→ **Task inputs**
....

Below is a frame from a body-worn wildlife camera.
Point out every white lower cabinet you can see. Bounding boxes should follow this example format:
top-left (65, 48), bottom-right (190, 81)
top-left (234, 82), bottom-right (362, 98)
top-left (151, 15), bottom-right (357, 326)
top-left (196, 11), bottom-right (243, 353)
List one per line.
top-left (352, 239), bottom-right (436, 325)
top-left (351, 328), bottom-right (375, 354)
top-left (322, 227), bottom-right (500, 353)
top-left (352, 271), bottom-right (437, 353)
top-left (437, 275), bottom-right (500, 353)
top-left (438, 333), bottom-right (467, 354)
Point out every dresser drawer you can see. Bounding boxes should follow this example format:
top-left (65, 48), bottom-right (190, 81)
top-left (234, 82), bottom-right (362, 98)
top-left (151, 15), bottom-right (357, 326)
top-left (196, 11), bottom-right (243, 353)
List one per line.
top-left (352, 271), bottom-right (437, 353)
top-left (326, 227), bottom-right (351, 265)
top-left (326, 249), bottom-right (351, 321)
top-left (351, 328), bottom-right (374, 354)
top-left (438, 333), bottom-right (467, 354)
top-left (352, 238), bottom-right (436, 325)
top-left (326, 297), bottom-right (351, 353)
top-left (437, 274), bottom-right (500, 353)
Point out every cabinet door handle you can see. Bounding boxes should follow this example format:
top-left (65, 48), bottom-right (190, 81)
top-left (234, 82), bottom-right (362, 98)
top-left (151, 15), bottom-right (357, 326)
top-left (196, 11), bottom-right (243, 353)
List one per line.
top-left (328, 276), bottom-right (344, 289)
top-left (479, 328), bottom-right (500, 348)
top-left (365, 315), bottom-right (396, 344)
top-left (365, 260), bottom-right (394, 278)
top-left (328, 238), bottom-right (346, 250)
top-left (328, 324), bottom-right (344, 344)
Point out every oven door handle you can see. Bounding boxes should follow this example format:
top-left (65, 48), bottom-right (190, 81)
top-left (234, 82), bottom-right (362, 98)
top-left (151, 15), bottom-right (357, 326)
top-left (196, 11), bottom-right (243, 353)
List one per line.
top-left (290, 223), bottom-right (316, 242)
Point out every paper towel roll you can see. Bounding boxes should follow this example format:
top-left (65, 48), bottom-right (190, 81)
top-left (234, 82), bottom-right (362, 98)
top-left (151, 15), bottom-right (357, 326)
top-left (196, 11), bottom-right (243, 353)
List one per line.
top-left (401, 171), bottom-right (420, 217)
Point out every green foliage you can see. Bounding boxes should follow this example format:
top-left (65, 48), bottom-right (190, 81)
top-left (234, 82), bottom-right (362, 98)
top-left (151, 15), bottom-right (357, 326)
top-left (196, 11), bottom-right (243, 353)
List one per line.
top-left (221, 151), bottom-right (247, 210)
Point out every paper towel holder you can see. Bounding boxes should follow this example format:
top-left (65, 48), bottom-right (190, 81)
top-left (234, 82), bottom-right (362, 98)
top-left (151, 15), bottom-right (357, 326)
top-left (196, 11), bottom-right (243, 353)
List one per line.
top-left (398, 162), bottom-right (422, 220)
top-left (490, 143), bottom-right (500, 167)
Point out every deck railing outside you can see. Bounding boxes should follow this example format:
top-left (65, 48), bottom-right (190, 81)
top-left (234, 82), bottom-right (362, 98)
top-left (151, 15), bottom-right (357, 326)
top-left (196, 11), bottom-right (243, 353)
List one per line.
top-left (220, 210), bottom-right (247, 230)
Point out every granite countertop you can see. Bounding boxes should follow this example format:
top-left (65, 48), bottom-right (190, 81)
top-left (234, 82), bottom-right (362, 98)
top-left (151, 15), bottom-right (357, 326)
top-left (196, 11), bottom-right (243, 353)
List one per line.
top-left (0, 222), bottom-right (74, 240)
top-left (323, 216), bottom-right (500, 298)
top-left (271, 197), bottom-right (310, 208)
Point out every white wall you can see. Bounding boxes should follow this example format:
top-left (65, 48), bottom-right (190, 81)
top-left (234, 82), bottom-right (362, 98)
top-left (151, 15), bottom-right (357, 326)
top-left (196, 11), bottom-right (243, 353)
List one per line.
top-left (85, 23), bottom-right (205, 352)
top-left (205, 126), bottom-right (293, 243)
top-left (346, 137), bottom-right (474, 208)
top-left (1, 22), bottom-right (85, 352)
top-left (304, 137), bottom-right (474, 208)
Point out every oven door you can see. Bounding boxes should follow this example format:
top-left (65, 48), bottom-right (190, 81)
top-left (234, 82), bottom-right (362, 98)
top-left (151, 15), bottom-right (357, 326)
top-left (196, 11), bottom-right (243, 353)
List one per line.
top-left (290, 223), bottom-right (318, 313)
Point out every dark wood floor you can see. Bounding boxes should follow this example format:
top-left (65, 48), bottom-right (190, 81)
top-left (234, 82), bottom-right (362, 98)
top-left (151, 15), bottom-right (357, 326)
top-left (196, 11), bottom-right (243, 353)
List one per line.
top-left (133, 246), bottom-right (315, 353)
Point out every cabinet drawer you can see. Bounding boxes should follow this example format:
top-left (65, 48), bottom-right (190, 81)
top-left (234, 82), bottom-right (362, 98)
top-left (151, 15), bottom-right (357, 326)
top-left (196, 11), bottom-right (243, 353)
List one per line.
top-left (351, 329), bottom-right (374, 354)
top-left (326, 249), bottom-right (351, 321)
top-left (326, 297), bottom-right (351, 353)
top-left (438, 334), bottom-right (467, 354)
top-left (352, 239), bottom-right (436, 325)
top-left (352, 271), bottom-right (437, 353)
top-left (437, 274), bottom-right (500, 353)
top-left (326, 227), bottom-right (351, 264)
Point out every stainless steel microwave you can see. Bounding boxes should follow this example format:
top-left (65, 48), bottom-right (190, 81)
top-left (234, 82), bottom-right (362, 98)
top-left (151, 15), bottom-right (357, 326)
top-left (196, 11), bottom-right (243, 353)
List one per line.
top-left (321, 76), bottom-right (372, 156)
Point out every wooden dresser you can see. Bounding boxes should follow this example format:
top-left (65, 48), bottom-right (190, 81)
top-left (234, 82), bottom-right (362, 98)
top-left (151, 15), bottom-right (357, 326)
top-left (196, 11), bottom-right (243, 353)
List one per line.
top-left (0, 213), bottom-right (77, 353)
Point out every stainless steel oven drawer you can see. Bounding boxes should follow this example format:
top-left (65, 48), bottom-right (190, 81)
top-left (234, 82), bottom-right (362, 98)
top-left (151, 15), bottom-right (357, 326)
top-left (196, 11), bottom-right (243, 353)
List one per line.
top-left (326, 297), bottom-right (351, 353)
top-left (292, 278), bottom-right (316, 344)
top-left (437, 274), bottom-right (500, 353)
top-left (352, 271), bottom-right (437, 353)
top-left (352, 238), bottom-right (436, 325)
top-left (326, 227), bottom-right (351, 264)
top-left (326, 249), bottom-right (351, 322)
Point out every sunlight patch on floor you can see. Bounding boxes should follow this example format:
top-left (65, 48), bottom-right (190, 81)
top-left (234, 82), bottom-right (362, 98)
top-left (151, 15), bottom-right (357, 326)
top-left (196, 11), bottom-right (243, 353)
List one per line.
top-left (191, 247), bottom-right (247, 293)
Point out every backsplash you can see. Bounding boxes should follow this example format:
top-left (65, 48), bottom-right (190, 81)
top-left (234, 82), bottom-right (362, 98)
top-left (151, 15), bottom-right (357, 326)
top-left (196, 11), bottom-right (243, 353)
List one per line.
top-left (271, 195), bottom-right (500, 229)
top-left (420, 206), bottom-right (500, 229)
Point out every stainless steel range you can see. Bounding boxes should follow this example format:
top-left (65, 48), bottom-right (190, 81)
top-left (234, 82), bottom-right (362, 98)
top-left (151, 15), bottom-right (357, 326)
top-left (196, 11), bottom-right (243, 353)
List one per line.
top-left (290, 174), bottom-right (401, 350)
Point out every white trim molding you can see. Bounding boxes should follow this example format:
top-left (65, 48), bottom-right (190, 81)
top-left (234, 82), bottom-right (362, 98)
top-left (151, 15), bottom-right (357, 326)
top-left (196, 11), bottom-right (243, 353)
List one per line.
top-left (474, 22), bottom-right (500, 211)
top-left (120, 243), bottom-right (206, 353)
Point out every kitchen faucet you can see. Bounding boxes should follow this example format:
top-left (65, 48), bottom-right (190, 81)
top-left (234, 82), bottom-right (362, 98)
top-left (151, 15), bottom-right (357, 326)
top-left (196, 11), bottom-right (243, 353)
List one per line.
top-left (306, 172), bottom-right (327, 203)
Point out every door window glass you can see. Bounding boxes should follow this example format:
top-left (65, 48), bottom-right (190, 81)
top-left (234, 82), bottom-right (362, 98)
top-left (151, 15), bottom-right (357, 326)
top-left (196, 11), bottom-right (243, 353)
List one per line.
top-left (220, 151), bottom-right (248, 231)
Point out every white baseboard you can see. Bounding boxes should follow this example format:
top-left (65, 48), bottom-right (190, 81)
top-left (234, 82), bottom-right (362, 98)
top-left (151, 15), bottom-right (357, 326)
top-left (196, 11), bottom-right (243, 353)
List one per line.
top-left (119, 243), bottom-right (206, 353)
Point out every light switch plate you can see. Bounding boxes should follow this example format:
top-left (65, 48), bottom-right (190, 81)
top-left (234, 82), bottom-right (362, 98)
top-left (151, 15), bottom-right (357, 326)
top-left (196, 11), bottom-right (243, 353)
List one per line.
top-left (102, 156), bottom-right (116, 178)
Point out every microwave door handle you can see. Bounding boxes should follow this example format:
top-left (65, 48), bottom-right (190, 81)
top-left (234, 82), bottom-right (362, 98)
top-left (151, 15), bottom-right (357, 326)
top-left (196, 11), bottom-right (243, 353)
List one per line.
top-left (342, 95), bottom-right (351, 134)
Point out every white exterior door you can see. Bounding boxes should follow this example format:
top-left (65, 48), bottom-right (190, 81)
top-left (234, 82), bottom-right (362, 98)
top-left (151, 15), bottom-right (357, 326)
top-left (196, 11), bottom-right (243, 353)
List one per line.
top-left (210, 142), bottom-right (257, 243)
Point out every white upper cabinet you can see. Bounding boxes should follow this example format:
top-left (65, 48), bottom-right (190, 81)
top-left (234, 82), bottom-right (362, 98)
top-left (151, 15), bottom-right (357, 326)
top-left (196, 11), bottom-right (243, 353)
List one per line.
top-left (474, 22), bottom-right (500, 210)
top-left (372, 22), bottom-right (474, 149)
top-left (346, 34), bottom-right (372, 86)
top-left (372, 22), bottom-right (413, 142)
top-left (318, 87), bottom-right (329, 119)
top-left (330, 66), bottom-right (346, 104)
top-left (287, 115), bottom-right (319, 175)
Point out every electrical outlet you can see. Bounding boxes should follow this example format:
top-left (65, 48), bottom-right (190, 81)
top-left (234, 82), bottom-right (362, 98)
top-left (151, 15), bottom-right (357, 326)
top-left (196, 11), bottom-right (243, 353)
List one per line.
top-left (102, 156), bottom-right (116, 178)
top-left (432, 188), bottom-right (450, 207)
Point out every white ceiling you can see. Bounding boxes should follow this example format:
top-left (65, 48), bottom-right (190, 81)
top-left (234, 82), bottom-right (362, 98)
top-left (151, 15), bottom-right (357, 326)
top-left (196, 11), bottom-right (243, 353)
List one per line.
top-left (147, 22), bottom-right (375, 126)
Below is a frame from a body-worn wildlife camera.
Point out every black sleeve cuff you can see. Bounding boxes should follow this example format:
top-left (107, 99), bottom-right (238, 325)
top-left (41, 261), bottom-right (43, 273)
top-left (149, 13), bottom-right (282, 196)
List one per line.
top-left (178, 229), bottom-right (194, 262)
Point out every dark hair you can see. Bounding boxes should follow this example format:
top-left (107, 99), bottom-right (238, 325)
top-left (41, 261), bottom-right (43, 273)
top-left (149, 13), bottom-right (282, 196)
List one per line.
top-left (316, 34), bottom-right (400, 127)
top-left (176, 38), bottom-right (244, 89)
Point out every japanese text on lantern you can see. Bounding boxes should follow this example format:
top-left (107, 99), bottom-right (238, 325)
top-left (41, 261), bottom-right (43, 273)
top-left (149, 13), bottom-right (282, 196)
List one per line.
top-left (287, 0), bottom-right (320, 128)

....

→ **Given task**
Rewrite the material from the line containing "Point out every japanese" through the end, inclusive, with "lantern" changed to "banner" and everything else left as it is.

→ **Written answer**
Point out every japanese text on banner you can see. Bounding boxes should follow this example format:
top-left (107, 99), bottom-right (238, 325)
top-left (41, 261), bottom-right (43, 273)
top-left (149, 13), bottom-right (282, 196)
List one per line.
top-left (287, 0), bottom-right (320, 128)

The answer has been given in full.